** Begin Data **

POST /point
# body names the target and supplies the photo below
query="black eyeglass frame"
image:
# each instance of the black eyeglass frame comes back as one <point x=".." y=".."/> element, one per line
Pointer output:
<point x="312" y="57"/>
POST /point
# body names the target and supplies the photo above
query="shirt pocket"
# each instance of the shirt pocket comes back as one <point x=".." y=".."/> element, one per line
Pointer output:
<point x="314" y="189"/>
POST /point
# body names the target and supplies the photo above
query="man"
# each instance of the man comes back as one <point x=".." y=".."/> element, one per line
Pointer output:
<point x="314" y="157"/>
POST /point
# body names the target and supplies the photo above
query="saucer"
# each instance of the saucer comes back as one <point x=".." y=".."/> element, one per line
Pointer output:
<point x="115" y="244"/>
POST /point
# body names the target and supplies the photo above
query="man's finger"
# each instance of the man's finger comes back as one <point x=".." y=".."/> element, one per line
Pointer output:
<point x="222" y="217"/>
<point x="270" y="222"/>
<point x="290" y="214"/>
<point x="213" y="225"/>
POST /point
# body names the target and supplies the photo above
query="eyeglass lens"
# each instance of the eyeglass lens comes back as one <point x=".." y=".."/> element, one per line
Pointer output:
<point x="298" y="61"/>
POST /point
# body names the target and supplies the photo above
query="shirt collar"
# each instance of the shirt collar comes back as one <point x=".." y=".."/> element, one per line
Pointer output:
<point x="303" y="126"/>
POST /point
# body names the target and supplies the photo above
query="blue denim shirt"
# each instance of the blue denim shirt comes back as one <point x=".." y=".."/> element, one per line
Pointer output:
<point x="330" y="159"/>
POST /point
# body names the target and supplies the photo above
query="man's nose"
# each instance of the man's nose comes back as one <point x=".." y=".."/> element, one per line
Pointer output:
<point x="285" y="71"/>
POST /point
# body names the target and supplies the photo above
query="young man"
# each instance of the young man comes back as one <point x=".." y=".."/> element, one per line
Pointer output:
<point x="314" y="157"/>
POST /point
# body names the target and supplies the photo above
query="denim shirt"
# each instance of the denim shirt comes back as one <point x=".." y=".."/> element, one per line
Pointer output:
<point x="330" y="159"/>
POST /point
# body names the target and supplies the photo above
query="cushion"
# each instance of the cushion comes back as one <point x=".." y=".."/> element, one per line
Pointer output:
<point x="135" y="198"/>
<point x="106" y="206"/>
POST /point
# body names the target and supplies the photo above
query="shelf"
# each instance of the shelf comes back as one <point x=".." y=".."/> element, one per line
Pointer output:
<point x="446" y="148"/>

** End Data **

Every line of the data above should be copied exactly.

POST /point
# body names the target and supplies the photo below
query="black eyeglass frame"
image:
# each instance of the black eyeglass frame comes back as one <point x=".." y=".."/> element, one per line
Pointer output:
<point x="312" y="57"/>
POST /point
# body names the target and supplies the photo above
query="shirt pocket"
# each instance of the shirt pocket comes back as one <point x=".." y=".."/> element, one per line
Pointer output:
<point x="314" y="189"/>
POST /point
# body names the target and supplies the photo above
query="man"
# each instance of the man comes back as one <point x=".." y=".."/> element, one per line
Pointer output:
<point x="314" y="157"/>
POST /point
# body names the target and supplies the photo above
query="saucer"
# each instance of the saucer comes back as one <point x=".." y=".."/> element, one per line
Pointer output:
<point x="115" y="244"/>
POST /point
# body names the target and supplies the photo above
query="man's finger"
# each instance of the man's finger comes back as one <point x=".." y=".."/> element, one per line
Pointer output:
<point x="222" y="217"/>
<point x="270" y="222"/>
<point x="290" y="214"/>
<point x="213" y="225"/>
POST /point
# body names the target and supplies the photo above
query="eyeglass lens"
# each instance of the eyeglass lens comes back as one <point x=".." y=".."/> element, one per line
Pointer output:
<point x="298" y="61"/>
POST /point
# body names the target and supplies the photo above
query="shirt collar"
# each instance of the shirt collar comes back as one <point x=".." y=".."/> element, one per line
Pointer output:
<point x="303" y="126"/>
POST /point
# body names the target and supplies the photo above
query="blue denim shirt"
# each instance of the blue denim shirt comes back as one <point x=".." y=".."/> element, one per line
Pointer output:
<point x="330" y="159"/>
POST /point
# body names the target and supplies the photo above
query="man's nose"
# each instance of the man's nose comes back as one <point x=".." y=".."/> element, one per line
Pointer output:
<point x="285" y="71"/>
POST /point
# body names the target and supplies the photo above
query="young man"
# each instance of the young man comes back as one <point x=".." y=".."/> element, one per line
Pointer output:
<point x="314" y="157"/>
POST /point
# body names the target and supplies the photo above
query="denim shirt"
# each instance of the denim shirt comes back as one <point x=".." y=".."/> element, one per line
Pointer output:
<point x="330" y="159"/>
POST /point
# body names the target and supplies the photo above
query="cushion"
# each instance of the cushion comes back as one <point x=".." y=".."/> element, one per line
Pointer output:
<point x="135" y="198"/>
<point x="106" y="206"/>
POST /point
# body names the target and supplies the photo above
query="shelf"
# each instance of the shelf comes back as one <point x=".." y=".."/> element, one per line
Pointer output:
<point x="446" y="148"/>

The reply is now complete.